● How to complete this task
Your response should consist of the entries below, written out exactly.
==== Data under study ====
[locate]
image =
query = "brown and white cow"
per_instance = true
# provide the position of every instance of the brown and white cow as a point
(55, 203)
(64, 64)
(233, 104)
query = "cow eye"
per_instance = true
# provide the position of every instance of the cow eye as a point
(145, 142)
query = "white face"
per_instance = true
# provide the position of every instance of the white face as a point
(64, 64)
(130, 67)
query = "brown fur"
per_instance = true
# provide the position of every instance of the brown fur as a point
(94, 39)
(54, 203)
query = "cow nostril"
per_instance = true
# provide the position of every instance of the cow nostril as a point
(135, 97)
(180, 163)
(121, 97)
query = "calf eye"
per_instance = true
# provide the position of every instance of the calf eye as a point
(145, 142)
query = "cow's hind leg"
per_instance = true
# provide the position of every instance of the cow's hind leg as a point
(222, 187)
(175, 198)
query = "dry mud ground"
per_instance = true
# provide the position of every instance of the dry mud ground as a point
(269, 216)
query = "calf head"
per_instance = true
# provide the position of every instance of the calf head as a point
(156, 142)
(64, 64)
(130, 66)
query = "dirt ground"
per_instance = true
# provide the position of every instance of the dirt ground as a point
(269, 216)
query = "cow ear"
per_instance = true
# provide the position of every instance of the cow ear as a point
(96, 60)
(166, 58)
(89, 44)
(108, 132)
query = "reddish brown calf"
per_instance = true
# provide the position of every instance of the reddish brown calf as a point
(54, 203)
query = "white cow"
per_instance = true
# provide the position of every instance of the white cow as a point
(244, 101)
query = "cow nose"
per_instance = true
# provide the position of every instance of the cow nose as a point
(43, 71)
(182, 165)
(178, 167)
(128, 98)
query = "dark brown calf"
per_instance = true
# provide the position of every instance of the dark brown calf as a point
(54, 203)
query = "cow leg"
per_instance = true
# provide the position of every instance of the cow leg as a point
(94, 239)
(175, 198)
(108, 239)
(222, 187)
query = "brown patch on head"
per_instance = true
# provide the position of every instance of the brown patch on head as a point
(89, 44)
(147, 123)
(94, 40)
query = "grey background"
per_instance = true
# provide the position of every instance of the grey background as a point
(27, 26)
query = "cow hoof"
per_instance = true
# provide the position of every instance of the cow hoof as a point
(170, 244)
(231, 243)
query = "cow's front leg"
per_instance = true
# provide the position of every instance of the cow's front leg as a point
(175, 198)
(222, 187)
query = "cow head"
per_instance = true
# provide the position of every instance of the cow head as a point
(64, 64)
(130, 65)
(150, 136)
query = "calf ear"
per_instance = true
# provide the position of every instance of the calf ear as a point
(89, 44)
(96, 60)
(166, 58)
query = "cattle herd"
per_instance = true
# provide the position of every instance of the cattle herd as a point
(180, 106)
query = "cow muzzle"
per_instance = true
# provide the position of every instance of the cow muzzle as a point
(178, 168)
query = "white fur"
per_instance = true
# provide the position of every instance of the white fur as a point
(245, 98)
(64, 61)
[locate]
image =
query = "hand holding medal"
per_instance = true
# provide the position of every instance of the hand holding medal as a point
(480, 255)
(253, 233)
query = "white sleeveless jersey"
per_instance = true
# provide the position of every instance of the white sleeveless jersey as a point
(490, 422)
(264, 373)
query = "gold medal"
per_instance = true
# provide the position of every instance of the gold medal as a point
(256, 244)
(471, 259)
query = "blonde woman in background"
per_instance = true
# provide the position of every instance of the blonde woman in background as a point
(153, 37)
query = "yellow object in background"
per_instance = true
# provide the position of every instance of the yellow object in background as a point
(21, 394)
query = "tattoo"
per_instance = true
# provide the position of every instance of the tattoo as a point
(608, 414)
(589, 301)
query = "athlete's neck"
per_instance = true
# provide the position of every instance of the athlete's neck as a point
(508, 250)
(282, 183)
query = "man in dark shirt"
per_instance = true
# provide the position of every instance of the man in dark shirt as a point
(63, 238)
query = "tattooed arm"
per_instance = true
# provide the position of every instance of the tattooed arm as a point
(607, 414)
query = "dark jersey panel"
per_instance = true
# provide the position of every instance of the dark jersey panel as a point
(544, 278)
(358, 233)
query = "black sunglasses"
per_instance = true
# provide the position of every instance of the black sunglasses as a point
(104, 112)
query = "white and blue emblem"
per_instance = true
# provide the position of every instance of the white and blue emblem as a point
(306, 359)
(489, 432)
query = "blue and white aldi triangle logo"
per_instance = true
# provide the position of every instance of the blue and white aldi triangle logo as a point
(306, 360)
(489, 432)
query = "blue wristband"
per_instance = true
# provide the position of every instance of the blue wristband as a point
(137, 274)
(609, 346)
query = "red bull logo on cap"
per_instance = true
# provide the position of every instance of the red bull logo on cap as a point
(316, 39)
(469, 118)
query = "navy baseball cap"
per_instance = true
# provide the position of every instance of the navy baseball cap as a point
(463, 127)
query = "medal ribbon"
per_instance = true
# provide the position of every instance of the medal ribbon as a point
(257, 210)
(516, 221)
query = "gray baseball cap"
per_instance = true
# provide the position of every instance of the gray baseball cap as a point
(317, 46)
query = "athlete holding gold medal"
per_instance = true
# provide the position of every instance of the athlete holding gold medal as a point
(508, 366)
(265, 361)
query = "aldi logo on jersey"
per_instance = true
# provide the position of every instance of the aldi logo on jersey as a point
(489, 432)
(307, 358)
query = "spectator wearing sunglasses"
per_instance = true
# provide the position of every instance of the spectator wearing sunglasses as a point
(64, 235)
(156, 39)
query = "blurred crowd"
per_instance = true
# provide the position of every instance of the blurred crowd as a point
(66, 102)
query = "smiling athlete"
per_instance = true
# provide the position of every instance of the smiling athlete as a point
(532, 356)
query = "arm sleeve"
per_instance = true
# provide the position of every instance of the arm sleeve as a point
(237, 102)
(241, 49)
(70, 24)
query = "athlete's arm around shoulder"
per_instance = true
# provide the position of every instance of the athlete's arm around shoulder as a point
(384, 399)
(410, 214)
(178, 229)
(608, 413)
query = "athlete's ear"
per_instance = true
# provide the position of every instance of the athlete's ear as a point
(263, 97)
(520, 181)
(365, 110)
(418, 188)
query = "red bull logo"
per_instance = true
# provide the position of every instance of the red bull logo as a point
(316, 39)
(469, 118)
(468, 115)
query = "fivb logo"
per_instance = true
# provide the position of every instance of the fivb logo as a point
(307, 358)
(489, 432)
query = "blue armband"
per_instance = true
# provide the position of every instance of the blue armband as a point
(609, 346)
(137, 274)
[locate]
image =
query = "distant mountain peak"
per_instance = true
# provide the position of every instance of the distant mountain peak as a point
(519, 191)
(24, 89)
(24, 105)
====
● Reply
[locate]
image =
query = "brown and white cow"
per_instance = true
# provide the position of every instance of the brown and white cow as a point
(55, 203)
(64, 64)
(233, 104)
query = "cow eye"
per_instance = true
# provide the position of every instance of the cow eye as a point
(145, 142)
query = "white face"
per_instance = true
# provide the position of every instance of the white face as a point
(64, 64)
(130, 67)
query = "brown fur"
per_instance = true
# provide the position of every instance of the brown fur as a point
(94, 39)
(54, 203)
query = "cow nostril"
per_instance = true
# provide the position of every instance of the cow nostril as a point
(135, 97)
(180, 163)
(121, 97)
query = "calf eye"
per_instance = true
# provide the position of every instance of the calf eye as a point
(145, 142)
query = "cow's hind leg"
per_instance = true
# provide the position of every instance of the cow's hind leg as a point
(222, 187)
(175, 198)
query = "dry mud ground"
per_instance = true
# provide the position of every instance of the dry mud ground as a point
(269, 216)
query = "calf head"
per_instance = true
# provide the position of every instance of the calf head as a point
(156, 142)
(64, 64)
(130, 66)
query = "dirt ground"
per_instance = true
# provide the position of every instance of the dirt ground as a point
(269, 216)
query = "cow ear"
per_instance = true
# provide the position of every instance of the cow ear as a point
(96, 60)
(166, 58)
(89, 44)
(108, 132)
query = "reddish brown calf"
per_instance = true
# provide the position of every instance of the reddish brown calf as a point
(54, 203)
query = "white cow"
per_instance = true
# provide the position of every instance of the white cow as a point
(244, 101)
query = "cow nose"
per_instance = true
# provide the position of every instance of the cow nose as a point
(43, 71)
(182, 165)
(178, 167)
(128, 98)
query = "dark brown calf"
per_instance = true
# provide the position of every instance of the dark brown calf as a point
(54, 203)
query = "cow leg"
per_instance = true
# provide the position of every instance of the cow leg as a point
(94, 239)
(175, 198)
(108, 239)
(222, 187)
query = "brown patch on head"
per_instance = true
# provide the position of every instance of the brown patch on head as a point
(89, 44)
(147, 123)
(94, 40)
query = "grey background"
per_instance = true
# provide the position of every instance of the grey background as a point
(27, 26)
query = "cow hoof"
per_instance = true
# provide the position of every instance of the cow hoof as a point
(170, 244)
(231, 243)
query = "cow's front leg"
per_instance = true
# provide the position of every instance of the cow's front leg as a point
(175, 198)
(222, 187)
query = "cow head"
per_instance = true
# provide the position of every instance of the cow head as a point
(64, 64)
(130, 65)
(150, 136)
query = "calf ear"
per_instance = true
# provide the position of every instance of the calf ear as a point
(89, 44)
(96, 60)
(166, 58)
query = "cattle herd"
per_instance = true
# provide the position of every instance of the cattle herd as a point
(180, 106)
query = "cow muzzle"
per_instance = true
# provide the position of every instance of the cow muzzle as a point
(178, 168)
query = "white fur"
per_instance = true
# provide the position of every instance of the white fur as a point
(245, 98)
(64, 61)
[locate]
image =
query = "hand holding medal"
per_instance = true
# provide the position of every instance of the hand holding medal as a point
(480, 255)
(253, 233)
query = "white sleeveless jersey"
per_instance = true
# provide the position of every instance of the white sleeveless jersey as a point
(490, 422)
(264, 373)
query = "gold medal"
per_instance = true
# provide the position of every instance of the gold medal as a point
(256, 244)
(471, 259)
query = "blonde woman in background"
per_instance = true
# provide the position of every instance of the blonde woman in background as a point
(153, 37)
query = "yellow object in background"
per_instance = true
# provide the position of every instance of the yellow object in background as a point
(21, 394)
query = "tattoo"
per_instance = true
# provide the position of every instance of the tattoo as a point
(608, 414)
(589, 301)
query = "athlete's neck"
per_instance = true
# provide the position of every instance of the athlete's neck as a point
(508, 250)
(282, 183)
query = "man in dark shirt"
per_instance = true
# provide the position of every instance of the man in dark shirt as a point
(63, 238)
query = "tattooed arm"
per_instance = true
# provide the position of every instance of the tattooed arm as a point
(607, 414)
query = "dark jersey panel"
per_instance = true
# provide the position of every instance of the dark jersey panel as a point
(544, 278)
(358, 233)
query = "black sunglasses"
per_instance = true
# provide the position of every instance of the black sunglasses as a point
(104, 112)
query = "white and blue emblem"
per_instance = true
# provide the position of every instance of the white and blue emblem as a point
(306, 359)
(489, 432)
query = "blue and white aldi triangle logo"
per_instance = true
# provide the position of every instance of the blue and white aldi triangle logo as a point
(306, 360)
(489, 432)
query = "blue wristband"
per_instance = true
# provide the position of every instance of the blue wristband as a point
(137, 274)
(609, 346)
query = "red bull logo on cap"
per_instance = true
# provide the position of every instance of the red bull logo on cap as a point
(316, 39)
(469, 118)
query = "navy baseball cap"
per_instance = true
# provide the position of every instance of the navy baseball cap as a point
(463, 127)
query = "medal ribbon"
per_instance = true
# provide the position of every instance of the medal ribbon as a point
(257, 210)
(516, 221)
query = "gray baseball cap"
per_instance = true
# provide the position of every instance of the gray baseball cap as a point
(317, 46)
query = "athlete holding gold medal"
per_instance = true
# provide the position of every instance of the athlete holding gold medal as a point
(508, 366)
(265, 361)
query = "aldi logo on jersey"
per_instance = true
# provide the position of every instance of the aldi logo on jersey as a point
(489, 432)
(307, 358)
query = "spectator wearing sunglasses"
per_instance = true
# provide the position of every instance of the spectator wearing sunglasses as a point
(64, 235)
(156, 39)
query = "blurred crowd"
per_instance = true
# provide the position of every instance of the blurred crowd as a point
(66, 102)
query = "smiling athlete"
per_instance = true
# provide the position of every instance of the smiling athlete as a point
(532, 356)
query = "arm sleeve"
per_instance = true
# provide the position of every instance of the arm sleeve as a point
(237, 102)
(241, 49)
(70, 24)
query = "athlete's arm around shoulder"
per_instance = true
# provide the position of every instance of the athlete's arm around shoulder as a point
(384, 399)
(410, 214)
(178, 229)
(608, 413)
query = "athlete's ear"
per_instance = true
# provide the position of every instance of the athlete's ear as a point
(263, 97)
(520, 181)
(365, 110)
(418, 188)
query = "red bull logo"
per_instance = true
# provide the position of every instance of the red bull logo as a point
(316, 39)
(469, 118)
(468, 115)
query = "fivb logo"
per_instance = true
# provide the position of every instance of the fivb logo as a point
(307, 358)
(489, 432)
query = "blue armband"
per_instance = true
# provide the position of every instance of the blue armband as a point
(609, 346)
(137, 274)
[locate]
image =
query = "distant mountain peak"
per_instance = true
# provide the position of every instance of the distant mountain peak as a point
(519, 191)
(24, 89)
(24, 105)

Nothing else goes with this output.